Return every line of the listing below that contains the string "blue". Matching is case-sensitive.

Listing of named objects with pointer positions:
+ + + +

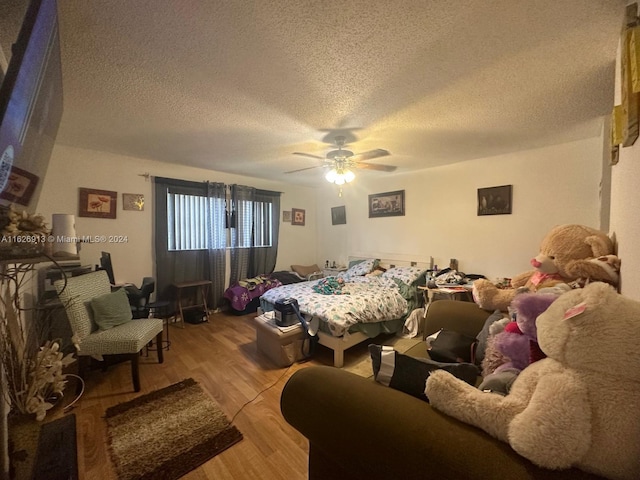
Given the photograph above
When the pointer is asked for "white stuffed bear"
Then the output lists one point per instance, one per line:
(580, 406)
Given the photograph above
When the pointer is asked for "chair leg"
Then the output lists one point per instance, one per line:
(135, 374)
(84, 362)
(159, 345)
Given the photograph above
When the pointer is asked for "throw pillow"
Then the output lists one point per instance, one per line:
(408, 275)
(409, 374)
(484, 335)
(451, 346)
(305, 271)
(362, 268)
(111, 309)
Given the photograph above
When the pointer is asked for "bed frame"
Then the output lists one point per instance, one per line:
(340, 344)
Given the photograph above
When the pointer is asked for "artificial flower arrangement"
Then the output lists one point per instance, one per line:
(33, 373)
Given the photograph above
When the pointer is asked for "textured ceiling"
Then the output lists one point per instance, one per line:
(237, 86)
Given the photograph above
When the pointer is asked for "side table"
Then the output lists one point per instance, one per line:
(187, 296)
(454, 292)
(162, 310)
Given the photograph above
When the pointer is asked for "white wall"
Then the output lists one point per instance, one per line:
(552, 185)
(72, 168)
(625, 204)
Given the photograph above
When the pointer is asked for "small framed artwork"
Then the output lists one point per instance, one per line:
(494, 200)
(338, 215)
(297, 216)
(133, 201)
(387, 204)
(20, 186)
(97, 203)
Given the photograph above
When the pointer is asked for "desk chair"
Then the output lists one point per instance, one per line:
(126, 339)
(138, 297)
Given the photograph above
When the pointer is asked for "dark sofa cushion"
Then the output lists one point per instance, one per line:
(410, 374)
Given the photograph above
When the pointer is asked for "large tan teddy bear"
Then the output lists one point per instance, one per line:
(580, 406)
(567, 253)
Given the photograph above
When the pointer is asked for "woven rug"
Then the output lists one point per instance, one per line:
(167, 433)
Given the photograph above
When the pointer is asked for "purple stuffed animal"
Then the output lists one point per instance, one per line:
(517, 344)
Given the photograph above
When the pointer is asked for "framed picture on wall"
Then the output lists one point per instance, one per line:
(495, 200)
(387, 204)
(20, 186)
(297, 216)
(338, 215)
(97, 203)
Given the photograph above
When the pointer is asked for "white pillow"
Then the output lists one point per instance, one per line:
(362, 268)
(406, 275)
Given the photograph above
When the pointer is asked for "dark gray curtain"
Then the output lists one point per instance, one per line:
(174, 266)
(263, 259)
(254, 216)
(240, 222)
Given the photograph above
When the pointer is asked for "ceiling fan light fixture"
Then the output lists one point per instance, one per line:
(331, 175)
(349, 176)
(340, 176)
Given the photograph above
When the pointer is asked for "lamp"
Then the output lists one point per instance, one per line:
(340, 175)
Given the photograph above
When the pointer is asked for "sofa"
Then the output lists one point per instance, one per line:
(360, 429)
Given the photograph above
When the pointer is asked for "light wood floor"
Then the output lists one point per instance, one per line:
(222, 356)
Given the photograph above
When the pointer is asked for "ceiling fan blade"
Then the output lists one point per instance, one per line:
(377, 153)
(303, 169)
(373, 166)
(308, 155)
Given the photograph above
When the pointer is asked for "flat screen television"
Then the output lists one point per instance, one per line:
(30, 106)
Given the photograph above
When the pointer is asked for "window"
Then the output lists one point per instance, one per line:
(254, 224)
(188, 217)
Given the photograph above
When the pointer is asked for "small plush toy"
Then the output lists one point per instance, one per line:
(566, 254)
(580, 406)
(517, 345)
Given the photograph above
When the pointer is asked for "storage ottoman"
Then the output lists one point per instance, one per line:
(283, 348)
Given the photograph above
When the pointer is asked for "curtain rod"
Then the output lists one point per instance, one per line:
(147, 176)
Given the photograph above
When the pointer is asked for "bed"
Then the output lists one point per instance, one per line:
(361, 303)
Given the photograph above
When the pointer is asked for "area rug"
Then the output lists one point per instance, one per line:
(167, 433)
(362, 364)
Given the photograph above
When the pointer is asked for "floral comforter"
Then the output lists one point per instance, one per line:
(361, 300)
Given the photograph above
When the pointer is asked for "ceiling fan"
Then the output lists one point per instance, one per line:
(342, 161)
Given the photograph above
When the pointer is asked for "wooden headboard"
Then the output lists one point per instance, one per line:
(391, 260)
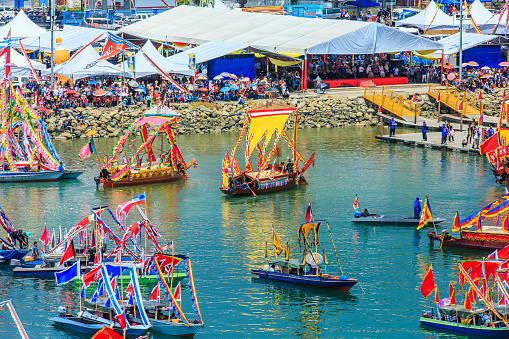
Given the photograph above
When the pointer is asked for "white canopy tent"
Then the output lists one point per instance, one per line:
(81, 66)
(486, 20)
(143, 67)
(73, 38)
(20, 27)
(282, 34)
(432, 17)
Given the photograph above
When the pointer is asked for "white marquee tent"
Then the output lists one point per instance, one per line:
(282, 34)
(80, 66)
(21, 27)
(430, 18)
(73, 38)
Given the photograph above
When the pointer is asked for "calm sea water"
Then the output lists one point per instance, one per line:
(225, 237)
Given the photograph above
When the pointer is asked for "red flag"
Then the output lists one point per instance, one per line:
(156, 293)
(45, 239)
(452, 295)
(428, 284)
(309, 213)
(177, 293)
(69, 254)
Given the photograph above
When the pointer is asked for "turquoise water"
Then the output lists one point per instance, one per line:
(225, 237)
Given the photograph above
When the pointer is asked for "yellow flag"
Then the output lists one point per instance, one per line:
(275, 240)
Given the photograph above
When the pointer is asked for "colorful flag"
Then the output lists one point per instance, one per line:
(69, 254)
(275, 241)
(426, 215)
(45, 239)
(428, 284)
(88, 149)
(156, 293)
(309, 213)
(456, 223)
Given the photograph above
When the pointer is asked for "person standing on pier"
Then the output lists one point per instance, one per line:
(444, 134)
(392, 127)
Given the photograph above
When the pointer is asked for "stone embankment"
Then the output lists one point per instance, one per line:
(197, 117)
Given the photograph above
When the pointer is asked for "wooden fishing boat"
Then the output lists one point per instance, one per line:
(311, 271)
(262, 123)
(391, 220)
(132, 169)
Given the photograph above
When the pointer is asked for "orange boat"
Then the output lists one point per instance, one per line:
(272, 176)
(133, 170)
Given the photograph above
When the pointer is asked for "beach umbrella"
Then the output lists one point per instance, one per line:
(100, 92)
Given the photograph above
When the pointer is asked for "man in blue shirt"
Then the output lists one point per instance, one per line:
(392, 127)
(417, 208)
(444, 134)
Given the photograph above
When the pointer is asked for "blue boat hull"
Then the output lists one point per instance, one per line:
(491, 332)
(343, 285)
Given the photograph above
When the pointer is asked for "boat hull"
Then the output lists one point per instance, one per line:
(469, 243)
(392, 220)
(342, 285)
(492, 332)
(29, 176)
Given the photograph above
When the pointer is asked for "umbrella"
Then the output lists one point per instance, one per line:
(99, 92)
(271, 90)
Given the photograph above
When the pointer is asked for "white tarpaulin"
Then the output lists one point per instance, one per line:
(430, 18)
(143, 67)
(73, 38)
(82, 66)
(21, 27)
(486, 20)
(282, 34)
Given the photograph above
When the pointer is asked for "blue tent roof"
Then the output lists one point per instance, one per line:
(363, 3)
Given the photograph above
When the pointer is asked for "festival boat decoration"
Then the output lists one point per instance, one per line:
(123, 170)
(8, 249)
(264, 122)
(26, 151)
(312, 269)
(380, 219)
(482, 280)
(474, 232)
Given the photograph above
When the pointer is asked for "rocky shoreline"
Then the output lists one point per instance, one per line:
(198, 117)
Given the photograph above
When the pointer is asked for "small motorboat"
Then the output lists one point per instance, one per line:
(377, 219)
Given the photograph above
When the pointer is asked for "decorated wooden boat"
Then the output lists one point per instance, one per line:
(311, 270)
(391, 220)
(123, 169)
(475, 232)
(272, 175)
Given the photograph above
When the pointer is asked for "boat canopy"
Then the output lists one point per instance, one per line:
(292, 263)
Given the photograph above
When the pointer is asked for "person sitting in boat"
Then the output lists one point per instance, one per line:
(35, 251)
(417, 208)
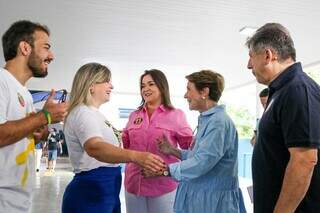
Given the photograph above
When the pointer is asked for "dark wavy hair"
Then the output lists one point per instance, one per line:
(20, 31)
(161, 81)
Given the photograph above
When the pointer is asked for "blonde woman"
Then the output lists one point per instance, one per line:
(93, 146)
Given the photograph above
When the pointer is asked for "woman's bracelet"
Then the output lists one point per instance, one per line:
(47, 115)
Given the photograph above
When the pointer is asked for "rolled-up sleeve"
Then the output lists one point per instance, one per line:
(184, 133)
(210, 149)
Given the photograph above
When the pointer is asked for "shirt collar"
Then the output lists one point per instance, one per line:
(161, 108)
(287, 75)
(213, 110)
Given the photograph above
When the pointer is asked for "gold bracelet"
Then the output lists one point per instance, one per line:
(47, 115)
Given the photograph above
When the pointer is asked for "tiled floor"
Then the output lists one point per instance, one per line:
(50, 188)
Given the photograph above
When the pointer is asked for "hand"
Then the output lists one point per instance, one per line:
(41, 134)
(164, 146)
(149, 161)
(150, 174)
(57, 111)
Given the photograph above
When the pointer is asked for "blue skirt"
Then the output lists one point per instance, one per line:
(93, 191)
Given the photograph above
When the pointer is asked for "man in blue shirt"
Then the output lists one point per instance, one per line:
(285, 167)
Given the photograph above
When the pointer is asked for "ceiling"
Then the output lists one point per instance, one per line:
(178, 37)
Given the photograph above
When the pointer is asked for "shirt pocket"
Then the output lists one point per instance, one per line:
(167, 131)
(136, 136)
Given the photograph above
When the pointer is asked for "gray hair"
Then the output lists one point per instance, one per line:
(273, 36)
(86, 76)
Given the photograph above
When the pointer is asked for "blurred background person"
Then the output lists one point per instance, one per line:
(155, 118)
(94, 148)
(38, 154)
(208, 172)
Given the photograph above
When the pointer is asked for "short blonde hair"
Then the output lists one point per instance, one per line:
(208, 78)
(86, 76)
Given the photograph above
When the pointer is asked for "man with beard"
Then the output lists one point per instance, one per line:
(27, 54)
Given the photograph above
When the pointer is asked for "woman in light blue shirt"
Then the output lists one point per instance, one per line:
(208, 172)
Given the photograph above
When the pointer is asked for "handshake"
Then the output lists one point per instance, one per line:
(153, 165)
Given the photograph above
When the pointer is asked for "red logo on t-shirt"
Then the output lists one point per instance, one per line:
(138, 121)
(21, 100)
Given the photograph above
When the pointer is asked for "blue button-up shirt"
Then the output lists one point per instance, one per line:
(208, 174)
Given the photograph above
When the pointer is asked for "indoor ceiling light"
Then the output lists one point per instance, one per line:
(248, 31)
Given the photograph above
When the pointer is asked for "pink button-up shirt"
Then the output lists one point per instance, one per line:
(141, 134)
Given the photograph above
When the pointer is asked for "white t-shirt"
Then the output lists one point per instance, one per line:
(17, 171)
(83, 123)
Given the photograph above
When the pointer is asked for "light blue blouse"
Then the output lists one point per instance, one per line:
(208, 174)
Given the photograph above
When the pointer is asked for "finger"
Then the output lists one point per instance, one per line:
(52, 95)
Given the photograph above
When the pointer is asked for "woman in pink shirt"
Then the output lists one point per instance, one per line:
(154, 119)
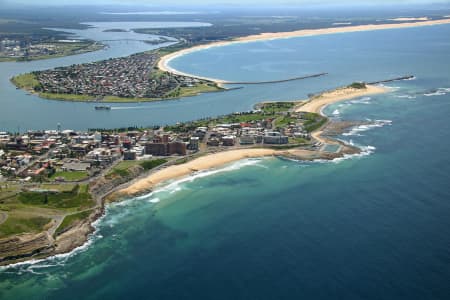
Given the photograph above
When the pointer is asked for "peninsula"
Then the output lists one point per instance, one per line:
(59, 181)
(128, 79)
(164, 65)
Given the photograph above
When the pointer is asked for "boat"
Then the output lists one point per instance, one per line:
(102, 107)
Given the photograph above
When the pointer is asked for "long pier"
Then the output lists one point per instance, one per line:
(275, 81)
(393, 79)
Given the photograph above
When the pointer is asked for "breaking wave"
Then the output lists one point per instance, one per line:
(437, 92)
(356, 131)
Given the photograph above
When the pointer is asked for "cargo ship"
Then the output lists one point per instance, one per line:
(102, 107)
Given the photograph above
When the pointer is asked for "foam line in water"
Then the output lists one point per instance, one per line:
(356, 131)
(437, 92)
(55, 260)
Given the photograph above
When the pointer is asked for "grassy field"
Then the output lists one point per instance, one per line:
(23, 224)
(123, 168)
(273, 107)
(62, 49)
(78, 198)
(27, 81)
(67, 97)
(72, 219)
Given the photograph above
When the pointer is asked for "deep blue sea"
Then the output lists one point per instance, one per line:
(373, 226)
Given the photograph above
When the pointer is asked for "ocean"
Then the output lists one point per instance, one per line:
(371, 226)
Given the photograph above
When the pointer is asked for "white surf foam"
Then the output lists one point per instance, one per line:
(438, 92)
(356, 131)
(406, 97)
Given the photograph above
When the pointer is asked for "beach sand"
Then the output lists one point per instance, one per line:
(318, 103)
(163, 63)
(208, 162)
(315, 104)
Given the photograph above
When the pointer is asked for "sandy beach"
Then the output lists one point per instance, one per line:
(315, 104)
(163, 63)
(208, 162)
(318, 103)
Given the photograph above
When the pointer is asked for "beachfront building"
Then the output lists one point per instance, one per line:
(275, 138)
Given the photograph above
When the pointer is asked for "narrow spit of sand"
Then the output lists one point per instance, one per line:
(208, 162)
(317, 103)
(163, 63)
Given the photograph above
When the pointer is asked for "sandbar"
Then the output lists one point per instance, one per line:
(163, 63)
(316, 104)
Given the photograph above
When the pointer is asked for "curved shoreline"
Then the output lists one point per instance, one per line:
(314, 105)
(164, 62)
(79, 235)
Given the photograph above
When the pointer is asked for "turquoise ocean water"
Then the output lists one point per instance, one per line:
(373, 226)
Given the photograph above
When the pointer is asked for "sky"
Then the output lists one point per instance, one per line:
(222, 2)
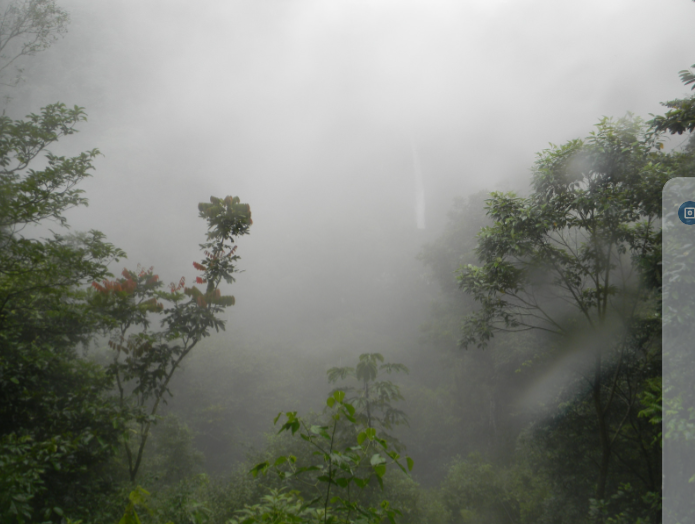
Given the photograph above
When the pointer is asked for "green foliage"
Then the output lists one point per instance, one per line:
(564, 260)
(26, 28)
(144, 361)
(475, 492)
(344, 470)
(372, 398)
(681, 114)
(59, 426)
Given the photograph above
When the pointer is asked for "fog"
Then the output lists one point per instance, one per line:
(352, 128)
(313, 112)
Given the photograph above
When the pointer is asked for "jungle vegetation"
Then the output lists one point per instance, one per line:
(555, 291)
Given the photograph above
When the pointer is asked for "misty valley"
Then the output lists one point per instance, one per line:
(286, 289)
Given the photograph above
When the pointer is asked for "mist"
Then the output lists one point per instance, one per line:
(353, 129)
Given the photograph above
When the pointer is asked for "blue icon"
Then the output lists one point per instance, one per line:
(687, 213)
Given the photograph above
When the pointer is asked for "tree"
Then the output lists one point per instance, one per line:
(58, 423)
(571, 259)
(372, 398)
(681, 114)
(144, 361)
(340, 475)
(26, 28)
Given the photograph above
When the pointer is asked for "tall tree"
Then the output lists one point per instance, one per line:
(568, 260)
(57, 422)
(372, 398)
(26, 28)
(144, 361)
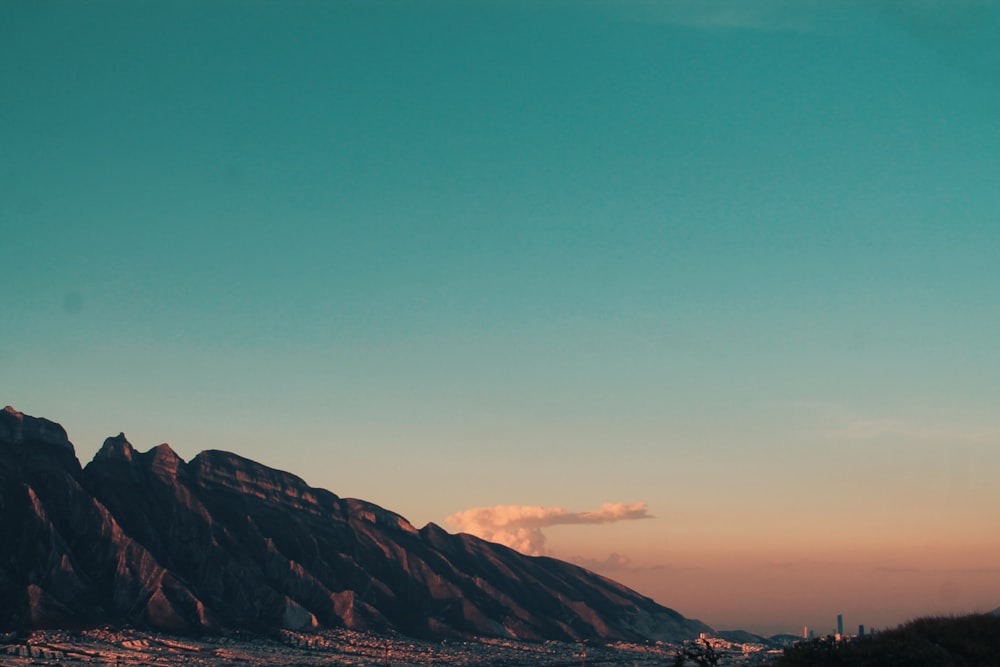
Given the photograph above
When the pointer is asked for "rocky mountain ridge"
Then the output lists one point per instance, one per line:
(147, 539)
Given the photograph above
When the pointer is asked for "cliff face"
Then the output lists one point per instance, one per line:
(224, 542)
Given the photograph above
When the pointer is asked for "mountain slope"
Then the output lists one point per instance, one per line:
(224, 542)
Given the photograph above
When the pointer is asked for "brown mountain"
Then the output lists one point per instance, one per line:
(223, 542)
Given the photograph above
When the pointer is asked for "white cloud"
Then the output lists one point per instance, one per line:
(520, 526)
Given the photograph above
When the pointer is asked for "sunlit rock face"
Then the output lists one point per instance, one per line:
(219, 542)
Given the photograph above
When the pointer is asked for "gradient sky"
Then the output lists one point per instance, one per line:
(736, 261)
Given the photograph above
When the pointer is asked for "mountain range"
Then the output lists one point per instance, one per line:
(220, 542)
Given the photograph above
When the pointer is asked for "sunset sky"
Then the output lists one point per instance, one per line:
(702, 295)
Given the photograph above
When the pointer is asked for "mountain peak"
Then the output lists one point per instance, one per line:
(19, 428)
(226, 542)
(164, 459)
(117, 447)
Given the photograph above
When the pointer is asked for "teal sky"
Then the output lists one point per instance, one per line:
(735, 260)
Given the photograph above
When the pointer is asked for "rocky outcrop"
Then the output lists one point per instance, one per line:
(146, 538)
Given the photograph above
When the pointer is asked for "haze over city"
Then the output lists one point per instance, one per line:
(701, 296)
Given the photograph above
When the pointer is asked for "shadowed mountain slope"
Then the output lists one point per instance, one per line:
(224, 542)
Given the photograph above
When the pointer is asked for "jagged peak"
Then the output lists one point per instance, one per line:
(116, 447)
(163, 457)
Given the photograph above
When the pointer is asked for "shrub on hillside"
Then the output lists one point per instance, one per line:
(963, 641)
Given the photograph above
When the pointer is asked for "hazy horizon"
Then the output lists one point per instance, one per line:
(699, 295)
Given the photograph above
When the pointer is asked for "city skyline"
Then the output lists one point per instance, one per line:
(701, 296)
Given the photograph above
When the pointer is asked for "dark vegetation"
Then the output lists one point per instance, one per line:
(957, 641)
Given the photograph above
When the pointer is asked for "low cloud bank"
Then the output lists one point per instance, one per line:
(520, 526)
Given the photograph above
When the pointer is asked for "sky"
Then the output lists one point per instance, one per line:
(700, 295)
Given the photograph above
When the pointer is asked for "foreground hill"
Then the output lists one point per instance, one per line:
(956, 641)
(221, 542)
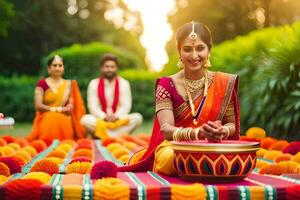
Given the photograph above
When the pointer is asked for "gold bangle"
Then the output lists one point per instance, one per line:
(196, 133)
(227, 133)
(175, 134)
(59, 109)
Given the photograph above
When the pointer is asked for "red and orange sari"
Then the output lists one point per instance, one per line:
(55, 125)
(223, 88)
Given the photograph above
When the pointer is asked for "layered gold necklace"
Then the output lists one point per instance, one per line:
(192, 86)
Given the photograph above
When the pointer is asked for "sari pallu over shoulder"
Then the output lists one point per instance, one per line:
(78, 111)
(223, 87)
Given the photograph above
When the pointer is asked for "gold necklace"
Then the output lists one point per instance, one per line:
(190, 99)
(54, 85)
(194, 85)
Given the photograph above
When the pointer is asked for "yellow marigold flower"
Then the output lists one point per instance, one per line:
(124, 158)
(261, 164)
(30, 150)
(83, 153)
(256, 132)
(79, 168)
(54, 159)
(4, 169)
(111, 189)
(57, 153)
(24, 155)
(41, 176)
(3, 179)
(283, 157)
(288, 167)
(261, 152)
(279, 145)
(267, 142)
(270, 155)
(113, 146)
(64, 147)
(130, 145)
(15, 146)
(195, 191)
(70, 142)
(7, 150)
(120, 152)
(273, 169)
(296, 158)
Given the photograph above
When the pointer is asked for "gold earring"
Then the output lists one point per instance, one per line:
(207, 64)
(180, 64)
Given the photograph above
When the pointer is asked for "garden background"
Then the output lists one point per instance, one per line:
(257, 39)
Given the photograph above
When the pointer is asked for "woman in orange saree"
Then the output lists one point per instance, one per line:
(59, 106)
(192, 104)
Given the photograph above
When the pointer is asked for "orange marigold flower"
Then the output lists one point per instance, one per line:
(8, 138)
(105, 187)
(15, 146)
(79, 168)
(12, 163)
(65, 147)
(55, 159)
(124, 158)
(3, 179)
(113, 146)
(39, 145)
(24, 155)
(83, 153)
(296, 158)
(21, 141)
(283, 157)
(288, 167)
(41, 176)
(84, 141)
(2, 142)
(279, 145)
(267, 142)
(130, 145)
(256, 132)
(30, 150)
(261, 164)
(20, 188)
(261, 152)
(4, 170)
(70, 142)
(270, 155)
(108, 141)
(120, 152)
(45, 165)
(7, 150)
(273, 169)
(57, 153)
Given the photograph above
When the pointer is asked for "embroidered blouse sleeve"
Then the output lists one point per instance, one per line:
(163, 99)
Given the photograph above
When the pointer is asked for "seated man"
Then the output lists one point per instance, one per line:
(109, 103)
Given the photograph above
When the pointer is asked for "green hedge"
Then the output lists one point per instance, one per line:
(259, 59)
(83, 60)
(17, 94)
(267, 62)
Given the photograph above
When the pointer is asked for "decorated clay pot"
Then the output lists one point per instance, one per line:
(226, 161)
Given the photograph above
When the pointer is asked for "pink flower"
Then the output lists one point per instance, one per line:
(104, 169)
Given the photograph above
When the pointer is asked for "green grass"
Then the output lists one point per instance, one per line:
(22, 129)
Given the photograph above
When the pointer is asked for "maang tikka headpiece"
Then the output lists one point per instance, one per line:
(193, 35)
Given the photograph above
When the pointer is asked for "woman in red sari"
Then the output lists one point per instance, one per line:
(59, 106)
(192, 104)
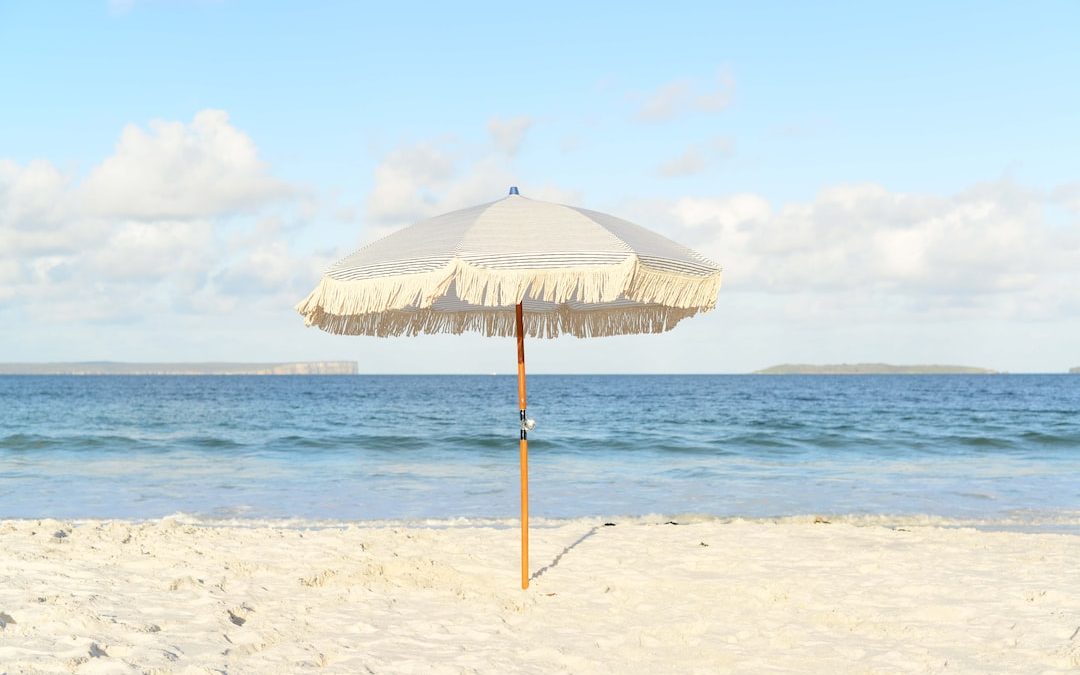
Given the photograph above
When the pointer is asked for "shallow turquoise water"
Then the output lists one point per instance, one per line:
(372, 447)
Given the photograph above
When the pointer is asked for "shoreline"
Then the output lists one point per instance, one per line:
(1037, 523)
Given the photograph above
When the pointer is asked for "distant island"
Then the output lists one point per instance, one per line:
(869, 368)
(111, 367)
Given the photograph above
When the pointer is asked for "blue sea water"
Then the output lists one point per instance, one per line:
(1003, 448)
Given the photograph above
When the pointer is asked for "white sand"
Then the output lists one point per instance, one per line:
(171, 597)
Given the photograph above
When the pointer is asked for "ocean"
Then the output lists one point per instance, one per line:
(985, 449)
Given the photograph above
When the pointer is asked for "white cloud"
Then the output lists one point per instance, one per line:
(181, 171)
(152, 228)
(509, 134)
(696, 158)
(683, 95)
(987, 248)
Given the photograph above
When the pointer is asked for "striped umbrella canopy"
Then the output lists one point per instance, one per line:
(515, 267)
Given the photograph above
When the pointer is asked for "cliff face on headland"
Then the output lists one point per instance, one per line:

+ + + +

## Full solution
When the pointer is asked for "man in blue shirt"
When the pointer is asked for "blue boat hull"
When the pointer is asked for "blue tent roof"
When the pointer is asked for "blue skirt"
When the pointer is asked for "man in blue shirt"
When the pointer is asked for "woman in light blue shirt"
When the pointer is asked for "blue button-up shirt"
When the pointer is asked for "light blue blouse"
When the pointer is asked for "deep blue sea"
When the pointer is asked for "blue icon"
When the pointer is asked for "blue sea water"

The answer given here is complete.